* PAGE *
════
Analyse

Queer : l'autre rive de la SF

© María Medem

Depuis quelques années, une nouvelle génération d'auteurices, dont les récits à forte consonance queer ont remporté les prix littéraires les plus prestigieux, régénère les littératures de l'imaginaire. Caractérisée par sa capacité à déconstruire les normes de genre et de l'hétéronormativité, la SF queer semble nous ouvrir de nouveaux espaces de réflexion sur nos rapports au monde et à l'autre. Pourtant, cette mouvance ne date pas d'hier et a été reléguée durant de nombreuses années dans les oubliettes de l'histoire de la science-fiction.
════
* DONNÉES FOURNIES *
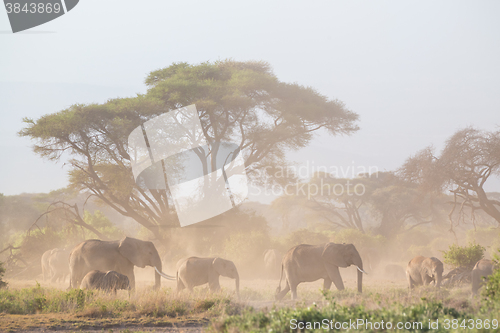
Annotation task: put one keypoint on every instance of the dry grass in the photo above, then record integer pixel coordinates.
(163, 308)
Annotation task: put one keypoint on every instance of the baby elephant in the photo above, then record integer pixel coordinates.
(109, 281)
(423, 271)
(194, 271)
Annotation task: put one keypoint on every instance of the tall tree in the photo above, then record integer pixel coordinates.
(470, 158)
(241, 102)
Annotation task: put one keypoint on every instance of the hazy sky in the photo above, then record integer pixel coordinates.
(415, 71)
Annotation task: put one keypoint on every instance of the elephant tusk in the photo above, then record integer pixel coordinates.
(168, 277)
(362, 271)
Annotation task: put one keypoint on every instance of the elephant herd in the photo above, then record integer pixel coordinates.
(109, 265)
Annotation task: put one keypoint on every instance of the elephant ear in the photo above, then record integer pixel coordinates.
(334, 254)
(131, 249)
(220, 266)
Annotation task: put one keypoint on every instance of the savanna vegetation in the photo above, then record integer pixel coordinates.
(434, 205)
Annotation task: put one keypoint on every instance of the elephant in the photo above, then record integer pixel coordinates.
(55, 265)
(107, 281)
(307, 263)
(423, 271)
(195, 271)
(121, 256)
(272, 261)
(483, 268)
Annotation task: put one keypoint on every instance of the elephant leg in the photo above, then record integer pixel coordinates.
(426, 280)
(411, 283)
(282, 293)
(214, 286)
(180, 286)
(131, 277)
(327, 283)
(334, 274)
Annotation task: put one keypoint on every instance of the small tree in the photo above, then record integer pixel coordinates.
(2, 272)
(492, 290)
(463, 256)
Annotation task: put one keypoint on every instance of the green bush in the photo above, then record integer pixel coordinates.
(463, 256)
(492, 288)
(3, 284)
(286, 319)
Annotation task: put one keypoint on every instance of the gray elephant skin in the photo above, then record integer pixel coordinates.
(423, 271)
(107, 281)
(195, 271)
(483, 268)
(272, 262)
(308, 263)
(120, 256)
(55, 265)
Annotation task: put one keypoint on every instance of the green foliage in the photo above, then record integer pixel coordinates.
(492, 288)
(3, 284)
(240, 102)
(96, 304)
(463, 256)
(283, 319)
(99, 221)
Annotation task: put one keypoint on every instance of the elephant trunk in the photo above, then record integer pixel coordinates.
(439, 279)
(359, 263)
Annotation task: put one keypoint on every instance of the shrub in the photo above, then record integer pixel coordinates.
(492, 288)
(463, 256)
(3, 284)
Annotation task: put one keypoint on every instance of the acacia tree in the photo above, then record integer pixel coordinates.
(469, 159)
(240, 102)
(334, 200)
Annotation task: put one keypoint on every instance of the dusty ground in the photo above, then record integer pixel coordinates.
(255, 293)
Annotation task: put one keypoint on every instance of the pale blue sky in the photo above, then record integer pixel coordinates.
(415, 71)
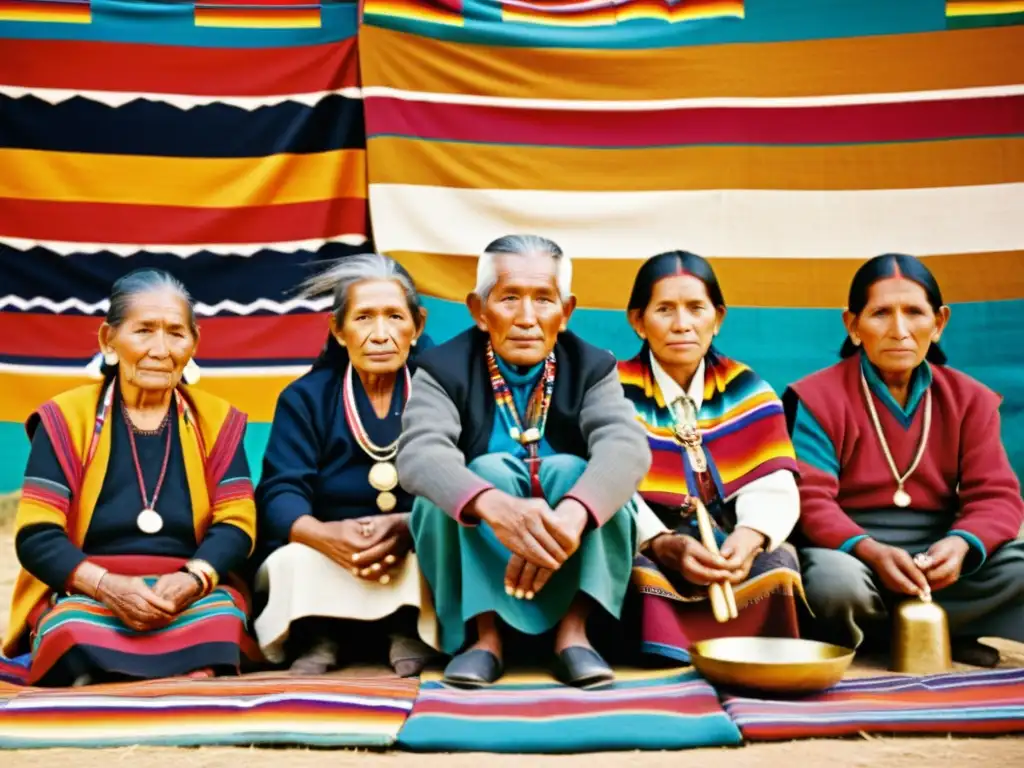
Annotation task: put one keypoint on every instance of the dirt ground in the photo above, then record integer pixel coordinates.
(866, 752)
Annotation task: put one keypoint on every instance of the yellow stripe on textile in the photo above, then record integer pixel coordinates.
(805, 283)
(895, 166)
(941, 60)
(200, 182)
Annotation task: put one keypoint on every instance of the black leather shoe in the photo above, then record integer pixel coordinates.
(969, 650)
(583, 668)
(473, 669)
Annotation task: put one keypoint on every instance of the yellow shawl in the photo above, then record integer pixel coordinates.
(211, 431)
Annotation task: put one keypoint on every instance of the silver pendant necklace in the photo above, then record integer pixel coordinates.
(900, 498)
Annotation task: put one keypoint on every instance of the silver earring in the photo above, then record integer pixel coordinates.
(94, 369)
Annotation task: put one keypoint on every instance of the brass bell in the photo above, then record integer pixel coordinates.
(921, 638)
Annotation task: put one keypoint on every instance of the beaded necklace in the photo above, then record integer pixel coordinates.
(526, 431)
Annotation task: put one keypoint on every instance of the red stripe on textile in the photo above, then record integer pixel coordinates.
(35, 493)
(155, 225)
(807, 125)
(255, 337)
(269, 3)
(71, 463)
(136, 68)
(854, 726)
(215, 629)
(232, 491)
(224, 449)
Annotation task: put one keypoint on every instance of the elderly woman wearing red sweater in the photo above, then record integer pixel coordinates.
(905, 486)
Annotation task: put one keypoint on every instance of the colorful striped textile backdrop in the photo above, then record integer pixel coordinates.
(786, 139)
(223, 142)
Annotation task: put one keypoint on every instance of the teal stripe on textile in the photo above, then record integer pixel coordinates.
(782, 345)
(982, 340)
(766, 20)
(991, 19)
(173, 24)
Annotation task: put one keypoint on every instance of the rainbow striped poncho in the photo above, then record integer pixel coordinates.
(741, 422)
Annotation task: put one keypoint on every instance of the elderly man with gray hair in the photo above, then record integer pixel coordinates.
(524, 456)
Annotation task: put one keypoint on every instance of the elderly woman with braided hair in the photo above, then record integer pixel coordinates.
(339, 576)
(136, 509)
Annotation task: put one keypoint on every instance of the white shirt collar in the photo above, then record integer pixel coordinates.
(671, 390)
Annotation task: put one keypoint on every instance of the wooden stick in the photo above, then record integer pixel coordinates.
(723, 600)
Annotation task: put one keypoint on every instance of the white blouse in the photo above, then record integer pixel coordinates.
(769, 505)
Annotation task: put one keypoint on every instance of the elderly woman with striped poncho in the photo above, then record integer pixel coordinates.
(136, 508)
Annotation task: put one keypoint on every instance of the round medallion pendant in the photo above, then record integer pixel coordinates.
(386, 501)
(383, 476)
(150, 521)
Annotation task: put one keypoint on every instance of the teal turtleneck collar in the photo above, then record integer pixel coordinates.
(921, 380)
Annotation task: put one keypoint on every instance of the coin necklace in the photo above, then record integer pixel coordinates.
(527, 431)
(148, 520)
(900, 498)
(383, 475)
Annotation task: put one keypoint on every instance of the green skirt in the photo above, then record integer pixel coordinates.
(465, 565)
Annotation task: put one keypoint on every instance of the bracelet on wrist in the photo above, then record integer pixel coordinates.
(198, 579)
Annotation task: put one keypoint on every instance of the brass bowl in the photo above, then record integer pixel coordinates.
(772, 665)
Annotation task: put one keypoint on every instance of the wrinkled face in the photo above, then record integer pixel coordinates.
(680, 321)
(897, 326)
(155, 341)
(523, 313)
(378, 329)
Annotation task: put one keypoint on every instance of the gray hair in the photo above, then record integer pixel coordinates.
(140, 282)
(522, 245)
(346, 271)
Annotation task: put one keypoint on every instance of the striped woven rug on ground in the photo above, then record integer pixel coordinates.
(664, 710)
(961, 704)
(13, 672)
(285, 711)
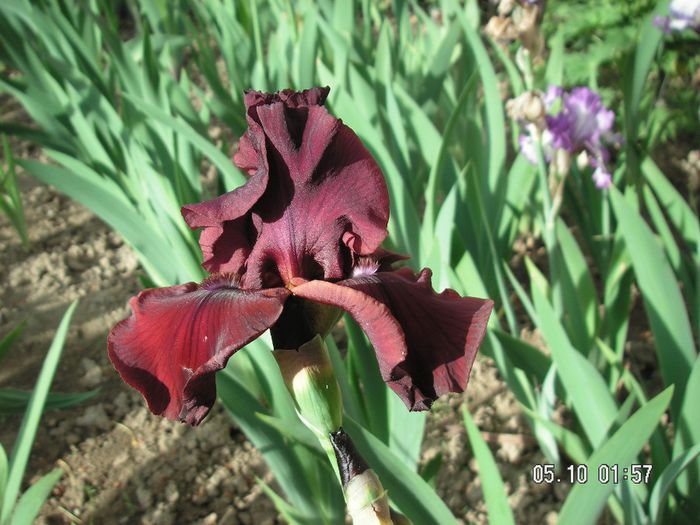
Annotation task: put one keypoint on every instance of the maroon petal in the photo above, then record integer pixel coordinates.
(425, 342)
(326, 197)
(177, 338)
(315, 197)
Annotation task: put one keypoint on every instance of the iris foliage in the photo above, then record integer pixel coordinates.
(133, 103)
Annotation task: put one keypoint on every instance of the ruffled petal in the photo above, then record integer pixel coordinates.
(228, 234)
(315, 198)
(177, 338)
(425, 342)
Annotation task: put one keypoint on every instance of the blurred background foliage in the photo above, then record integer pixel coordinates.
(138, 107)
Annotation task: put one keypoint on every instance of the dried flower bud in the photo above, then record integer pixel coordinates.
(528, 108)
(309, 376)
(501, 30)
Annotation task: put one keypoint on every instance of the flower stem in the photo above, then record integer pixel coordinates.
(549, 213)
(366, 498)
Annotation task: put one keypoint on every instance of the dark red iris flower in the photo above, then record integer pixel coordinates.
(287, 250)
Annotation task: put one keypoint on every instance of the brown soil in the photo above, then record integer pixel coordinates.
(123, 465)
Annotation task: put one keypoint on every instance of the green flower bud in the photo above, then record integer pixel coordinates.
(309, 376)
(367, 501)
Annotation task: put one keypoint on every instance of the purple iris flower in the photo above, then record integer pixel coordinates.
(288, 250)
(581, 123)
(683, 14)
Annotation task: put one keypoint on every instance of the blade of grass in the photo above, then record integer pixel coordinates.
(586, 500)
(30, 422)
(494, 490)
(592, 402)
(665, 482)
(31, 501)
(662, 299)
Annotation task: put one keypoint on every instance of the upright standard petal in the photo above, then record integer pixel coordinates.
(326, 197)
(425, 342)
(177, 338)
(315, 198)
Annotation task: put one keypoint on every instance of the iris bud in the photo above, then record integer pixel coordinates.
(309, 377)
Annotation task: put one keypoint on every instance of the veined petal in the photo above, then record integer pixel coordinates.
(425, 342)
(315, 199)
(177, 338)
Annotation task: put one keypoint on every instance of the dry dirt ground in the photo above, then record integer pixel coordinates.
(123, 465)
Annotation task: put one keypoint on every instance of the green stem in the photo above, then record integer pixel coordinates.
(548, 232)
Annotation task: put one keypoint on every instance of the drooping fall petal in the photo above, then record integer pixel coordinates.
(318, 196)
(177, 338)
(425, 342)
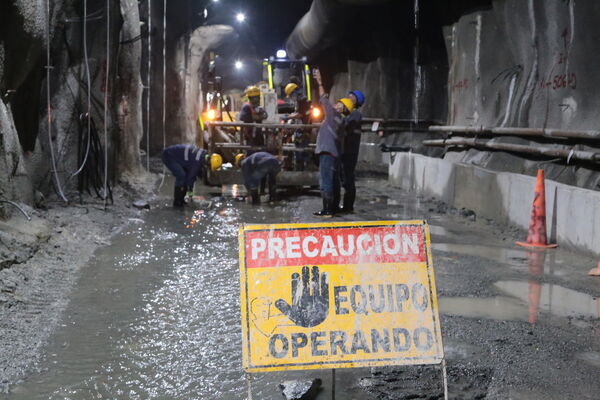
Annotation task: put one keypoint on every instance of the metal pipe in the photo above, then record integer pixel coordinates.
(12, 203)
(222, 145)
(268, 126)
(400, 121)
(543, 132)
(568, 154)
════
* CONSIGNES *
1. Recopiez fidèlement le passage de l'article sur la SF queer qui va de "Queer : l'autre" jusqu'à "de la science-fiction.".
2. Traduisez en anglais la phrase suivante de l'article sur la SF queer : « Pourtant, cette mouvance ne date pas d'hier et a été reléguée durant de nombreuses années dans les oubliettes de l'histoire de la science-fiction. »
3. Prolongez l'article sur la SF queer au-delà de sa dernière phrase.

* RÉPONSES *
1.
Queer : l'autre rive de la SF

© María Medem

Depuis quelques années, une nouvelle génération d'auteurices, dont les récits à forte consonance queer ont remporté les prix littéraires les plus prestigieux, régénère les littératures de l'imaginaire. Caractérisée par sa capacité à déconstruire les normes de genre et de l'hétéronormativité, la SF queer semble nous ouvrir de nouveaux espaces de réflexion sur nos rapports au monde et à l'autre. Pourtant, cette mouvance ne date pas d'hier et a été reléguée durant de nombreuses années dans les oubliettes de l'histoire de la science-fiction.

2. Yet this movement is nothing new, and for many years it was consigned to the forgotten corners of science fiction history.

3.
Attention spoiler: à 13 ans, j’ai découvert que l’on pouvait être d’un genre différent de celui qu’on nous assigne à la naissance. C’était un début d’été, j’avais emprunté au CDI du collège le recueil Bien après minuit, qui rassemble différentes nouvelles écrites par Ray Bradbury entre 1946 et 1976. Il y est question de la vie sur Mars et sur Terre pendant la conquête martienne. Je me suis jetée dans la lecture du recueil avec la nouvelle éponyme, convaincue qu’elle devait être la clé de voûte de l’ensemble. Je n’ai pas tout compris à l’époque, me suis demandé si c’était de la science-fiction. Si cela devait être considéré comme de la science-fiction. Mais je me souviens avoir été prise d’un élan d’amour et de tendresse incommensurable pour la jeune fille suicidée qui n’était pas une « femelle ».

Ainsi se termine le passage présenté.